--- Begin PAGE ---

[PATCH v3 2/2] mm: migrate: fix barriers around tlb_flush_pending

Nadav Amit <namit@xxxxxxxxxx> · Thu, 27 Jul 2017 04:40:15 -0700

Reading tlb_flush_pending while the page-table lock is taken does not
require a barrier, since the lock/unlock already acts as a barrier.
Removing the barrier in mm_tlb_flush_pending() to address this issue.

However, migrate_misplaced_transhuge_page() calls mm_tlb_flush_pending()
while the page-table lock is already released, which may present a
problem on architectures with weak memory model (PPC). To deal with this
case, a new parameter is added to mm_tlb_flush_pending() to indicate
if it is read without the page-table lock taken, and calling
smp_mb__after_unlock_lock() in this case.

Signed-off-by: Nadav Amit <namit@xxxxxxxxxx>
---
 arch/arm/include/asm/pgtable.h   |  3 ++-
 arch/arm64/include/asm/pgtable.h |  3 ++-
 arch/x86/include/asm/pgtable.h   |  2 +-
 include/linux/mm_types.h         | 31 +++++++++++++++++++++++--------
 mm/migrate.c                     |  2 +-
 5 files changed, 29 insertions(+), 12 deletions(-)

--- End PAGE ---
--- Begin RECORDS PROVIDED ---

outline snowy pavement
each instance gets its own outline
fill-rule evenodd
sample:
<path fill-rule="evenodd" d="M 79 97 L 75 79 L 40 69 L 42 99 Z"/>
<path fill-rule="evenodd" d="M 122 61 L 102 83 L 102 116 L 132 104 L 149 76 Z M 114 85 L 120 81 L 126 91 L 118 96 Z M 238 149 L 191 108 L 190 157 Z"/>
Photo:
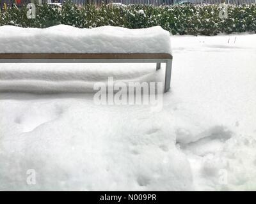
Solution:
<path fill-rule="evenodd" d="M 0 190 L 256 190 L 256 34 L 171 40 L 160 112 L 90 93 L 163 80 L 154 65 L 1 64 Z"/>

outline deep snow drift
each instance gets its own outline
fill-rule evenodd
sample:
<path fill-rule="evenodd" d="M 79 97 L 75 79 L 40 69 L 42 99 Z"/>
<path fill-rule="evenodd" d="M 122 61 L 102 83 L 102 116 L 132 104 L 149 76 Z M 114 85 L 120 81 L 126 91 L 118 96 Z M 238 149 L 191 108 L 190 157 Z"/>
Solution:
<path fill-rule="evenodd" d="M 169 32 L 160 26 L 129 29 L 0 27 L 0 53 L 170 53 Z"/>
<path fill-rule="evenodd" d="M 0 94 L 0 189 L 256 190 L 256 34 L 171 38 L 172 90 L 159 112 L 99 106 L 92 93 Z M 28 90 L 58 74 L 56 90 L 77 80 L 70 91 L 108 76 L 164 78 L 147 64 L 1 66 L 0 87 Z"/>

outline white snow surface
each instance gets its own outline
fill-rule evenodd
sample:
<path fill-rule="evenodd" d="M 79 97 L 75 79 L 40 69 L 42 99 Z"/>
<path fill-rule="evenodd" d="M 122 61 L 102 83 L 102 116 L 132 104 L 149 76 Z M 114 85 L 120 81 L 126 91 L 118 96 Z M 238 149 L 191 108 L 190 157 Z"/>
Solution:
<path fill-rule="evenodd" d="M 256 190 L 256 34 L 171 39 L 158 112 L 88 92 L 109 76 L 163 81 L 163 66 L 0 64 L 17 92 L 0 93 L 0 190 Z"/>
<path fill-rule="evenodd" d="M 160 26 L 129 29 L 0 27 L 0 53 L 171 53 L 169 32 Z"/>

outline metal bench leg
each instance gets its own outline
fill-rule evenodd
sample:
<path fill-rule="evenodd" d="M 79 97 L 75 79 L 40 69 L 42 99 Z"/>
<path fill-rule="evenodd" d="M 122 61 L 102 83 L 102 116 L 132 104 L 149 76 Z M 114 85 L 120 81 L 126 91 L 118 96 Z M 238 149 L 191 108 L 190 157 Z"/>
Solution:
<path fill-rule="evenodd" d="M 169 91 L 171 85 L 172 64 L 172 59 L 168 60 L 166 64 L 166 68 L 165 69 L 164 92 Z"/>
<path fill-rule="evenodd" d="M 156 70 L 160 69 L 161 68 L 161 62 L 156 63 Z"/>

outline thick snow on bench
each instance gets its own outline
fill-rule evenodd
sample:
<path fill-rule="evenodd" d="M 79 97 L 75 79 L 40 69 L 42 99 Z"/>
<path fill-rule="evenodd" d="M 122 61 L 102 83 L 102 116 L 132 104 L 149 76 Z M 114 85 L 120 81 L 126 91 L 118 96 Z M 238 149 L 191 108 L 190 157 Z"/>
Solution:
<path fill-rule="evenodd" d="M 129 29 L 0 27 L 0 53 L 170 53 L 169 32 L 160 26 Z"/>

--- End RECORDS PROVIDED ---

• _PROMPT 1_
Summarize the patch in two sentences.
• _PROMPT 2_
Answer these questions from the patch:
(a) Why does reading tlb_flush_pending while the page-table lock is taken not require a barrier?
(b) Which function calls mm_tlb_flush_pending() while the page-table lock is already released?
(c) How many files does the patch change?

• _CORRECT OUTPUT 1_
The patch removes the barrier in mm_tlb_flush_pending(), because reading tlb_flush_pending while the page-table lock is taken needs none: the lock/unlock already acts as a barrier. Since migrate_misplaced_transhuge_page() calls mm_tlb_flush_pending() after the page-table lock is released, which may be a problem on architectures with a weak memory model (PPC), a new parameter marks reads made without the lock, and in that case smp_mb__after_unlock_lock() is called.

• _CORRECT OUTPUT 2_
(a) The lock/unlock already acts as a barrier.
(b) migrate_misplaced_transhuge_page()
(c) Five files.